> **Aim of the task**: Bring together all lines of the material below that contain the string "small".

> **Data**:

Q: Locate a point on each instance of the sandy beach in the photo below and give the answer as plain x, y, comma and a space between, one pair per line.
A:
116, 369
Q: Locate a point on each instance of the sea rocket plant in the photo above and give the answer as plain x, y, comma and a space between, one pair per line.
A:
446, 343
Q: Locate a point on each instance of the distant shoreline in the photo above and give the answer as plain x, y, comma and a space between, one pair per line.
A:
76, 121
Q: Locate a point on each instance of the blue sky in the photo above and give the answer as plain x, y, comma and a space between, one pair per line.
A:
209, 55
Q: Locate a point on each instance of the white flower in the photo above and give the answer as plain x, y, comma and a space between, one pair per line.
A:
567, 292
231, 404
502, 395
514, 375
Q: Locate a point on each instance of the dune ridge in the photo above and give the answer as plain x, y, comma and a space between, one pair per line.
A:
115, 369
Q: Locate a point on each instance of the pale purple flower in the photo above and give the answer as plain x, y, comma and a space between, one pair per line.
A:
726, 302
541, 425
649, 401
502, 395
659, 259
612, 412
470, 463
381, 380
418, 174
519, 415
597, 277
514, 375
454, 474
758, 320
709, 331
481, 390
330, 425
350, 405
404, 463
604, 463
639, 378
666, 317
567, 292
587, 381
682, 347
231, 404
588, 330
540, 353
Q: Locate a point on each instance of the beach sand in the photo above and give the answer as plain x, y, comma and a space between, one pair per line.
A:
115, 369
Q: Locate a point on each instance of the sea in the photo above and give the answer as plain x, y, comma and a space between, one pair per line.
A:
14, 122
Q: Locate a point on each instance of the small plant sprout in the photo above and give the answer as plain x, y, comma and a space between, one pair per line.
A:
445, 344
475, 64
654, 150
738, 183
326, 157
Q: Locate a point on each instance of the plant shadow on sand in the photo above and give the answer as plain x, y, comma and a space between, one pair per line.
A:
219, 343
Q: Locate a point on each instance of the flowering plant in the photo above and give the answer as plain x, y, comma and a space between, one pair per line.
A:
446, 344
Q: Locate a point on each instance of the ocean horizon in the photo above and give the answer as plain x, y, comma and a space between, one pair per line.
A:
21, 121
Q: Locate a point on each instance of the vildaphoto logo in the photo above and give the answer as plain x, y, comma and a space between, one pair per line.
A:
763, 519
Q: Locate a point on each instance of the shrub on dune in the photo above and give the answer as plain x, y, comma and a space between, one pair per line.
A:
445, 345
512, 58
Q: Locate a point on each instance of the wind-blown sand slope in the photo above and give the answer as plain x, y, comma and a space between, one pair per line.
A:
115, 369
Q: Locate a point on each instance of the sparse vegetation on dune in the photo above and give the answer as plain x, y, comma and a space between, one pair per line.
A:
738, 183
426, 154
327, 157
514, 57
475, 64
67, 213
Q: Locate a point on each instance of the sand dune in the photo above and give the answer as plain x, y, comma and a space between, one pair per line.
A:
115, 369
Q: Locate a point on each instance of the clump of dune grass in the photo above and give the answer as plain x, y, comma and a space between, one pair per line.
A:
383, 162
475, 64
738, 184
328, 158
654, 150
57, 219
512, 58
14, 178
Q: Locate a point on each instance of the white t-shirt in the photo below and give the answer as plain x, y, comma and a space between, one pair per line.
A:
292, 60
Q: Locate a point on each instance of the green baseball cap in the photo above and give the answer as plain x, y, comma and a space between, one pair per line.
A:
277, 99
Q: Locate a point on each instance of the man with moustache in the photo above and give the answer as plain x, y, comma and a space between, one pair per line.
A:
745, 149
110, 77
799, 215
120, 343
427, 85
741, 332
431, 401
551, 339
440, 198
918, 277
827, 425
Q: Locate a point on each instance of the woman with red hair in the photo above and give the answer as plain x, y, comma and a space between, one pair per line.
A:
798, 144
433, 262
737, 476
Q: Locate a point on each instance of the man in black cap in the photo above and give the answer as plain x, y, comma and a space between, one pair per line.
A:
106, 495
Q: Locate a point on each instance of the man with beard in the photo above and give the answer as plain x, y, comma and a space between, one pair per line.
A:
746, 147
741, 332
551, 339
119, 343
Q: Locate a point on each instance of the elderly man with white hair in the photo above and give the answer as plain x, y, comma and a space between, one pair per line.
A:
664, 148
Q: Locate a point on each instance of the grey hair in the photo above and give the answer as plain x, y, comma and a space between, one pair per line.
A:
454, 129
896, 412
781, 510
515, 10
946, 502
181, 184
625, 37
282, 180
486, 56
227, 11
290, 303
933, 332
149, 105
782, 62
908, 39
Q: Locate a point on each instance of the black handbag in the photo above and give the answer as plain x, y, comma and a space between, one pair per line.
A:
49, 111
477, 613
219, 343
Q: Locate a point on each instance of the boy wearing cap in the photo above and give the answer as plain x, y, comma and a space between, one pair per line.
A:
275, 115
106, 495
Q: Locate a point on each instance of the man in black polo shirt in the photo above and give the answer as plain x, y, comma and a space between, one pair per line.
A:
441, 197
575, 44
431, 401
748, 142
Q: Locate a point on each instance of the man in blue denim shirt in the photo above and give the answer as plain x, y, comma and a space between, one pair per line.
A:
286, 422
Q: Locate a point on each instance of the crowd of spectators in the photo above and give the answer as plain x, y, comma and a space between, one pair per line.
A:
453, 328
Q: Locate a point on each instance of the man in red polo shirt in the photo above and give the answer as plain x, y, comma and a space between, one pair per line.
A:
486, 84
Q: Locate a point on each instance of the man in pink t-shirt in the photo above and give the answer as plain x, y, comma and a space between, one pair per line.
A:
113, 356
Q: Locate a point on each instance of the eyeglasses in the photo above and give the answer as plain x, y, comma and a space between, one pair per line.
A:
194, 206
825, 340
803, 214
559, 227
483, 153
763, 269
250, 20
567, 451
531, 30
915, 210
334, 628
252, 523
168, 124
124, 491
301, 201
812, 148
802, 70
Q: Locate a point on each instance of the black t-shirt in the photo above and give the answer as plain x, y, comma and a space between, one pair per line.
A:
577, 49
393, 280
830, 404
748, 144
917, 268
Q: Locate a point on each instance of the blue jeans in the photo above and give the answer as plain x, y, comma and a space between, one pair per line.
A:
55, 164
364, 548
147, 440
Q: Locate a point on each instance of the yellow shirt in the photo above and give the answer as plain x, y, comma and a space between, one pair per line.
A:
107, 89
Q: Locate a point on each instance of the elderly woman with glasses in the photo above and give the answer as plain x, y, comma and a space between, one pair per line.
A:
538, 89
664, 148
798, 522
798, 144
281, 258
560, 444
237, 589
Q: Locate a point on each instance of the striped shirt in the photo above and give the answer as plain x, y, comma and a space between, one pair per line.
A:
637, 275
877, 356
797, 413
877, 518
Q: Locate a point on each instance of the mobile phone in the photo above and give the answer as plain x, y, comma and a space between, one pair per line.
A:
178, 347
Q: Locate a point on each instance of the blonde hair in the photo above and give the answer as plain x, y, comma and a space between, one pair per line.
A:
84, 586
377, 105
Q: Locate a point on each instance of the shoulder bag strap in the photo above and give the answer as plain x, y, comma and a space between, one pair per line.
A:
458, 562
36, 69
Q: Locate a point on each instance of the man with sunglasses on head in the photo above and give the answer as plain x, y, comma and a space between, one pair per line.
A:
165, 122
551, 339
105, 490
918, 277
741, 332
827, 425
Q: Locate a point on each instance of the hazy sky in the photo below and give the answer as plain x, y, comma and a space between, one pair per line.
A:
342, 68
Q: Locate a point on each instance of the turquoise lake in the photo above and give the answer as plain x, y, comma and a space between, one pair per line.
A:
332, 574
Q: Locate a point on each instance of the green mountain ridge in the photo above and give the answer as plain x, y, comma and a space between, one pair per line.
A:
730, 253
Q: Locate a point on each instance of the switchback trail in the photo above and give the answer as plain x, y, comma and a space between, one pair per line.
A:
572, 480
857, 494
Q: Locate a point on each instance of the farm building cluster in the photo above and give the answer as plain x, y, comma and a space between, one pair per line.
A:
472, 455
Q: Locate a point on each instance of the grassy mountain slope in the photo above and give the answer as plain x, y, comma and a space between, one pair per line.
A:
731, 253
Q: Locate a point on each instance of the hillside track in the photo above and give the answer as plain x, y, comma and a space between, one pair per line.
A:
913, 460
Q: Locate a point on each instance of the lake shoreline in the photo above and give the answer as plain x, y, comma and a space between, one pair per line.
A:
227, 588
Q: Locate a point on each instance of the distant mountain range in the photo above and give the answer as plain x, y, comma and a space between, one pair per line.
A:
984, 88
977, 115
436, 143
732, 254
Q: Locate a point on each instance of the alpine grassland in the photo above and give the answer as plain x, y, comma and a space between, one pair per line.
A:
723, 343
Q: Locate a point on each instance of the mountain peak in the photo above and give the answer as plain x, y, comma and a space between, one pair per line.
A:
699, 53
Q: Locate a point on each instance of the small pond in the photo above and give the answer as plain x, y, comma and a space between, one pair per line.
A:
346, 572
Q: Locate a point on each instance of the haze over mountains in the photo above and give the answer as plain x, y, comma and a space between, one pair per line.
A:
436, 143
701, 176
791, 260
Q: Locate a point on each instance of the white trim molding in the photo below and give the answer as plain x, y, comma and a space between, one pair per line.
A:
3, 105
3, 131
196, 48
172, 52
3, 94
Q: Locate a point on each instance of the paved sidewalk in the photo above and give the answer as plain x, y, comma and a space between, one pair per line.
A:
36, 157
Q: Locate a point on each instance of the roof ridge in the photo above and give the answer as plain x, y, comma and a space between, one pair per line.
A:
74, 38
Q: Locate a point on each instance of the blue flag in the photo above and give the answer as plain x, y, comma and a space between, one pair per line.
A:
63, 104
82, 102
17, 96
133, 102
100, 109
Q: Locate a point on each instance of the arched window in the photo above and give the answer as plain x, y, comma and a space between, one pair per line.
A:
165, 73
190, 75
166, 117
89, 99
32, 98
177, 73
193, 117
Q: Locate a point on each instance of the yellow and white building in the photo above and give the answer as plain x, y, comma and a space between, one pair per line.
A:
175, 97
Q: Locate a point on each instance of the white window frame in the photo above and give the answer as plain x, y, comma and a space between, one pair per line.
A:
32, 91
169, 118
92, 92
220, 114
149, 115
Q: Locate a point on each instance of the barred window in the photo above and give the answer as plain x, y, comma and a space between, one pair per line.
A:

> **Exercise response**:
Q: Locate a point on each instance of the small plant sprout in the photo above and give the answer as plain x, y, comma and a space between, one pair per line.
Q: Locate a point on each instance of the small pond in the photo above and give the answer as plain x, y, comma and a space between, one pair per line.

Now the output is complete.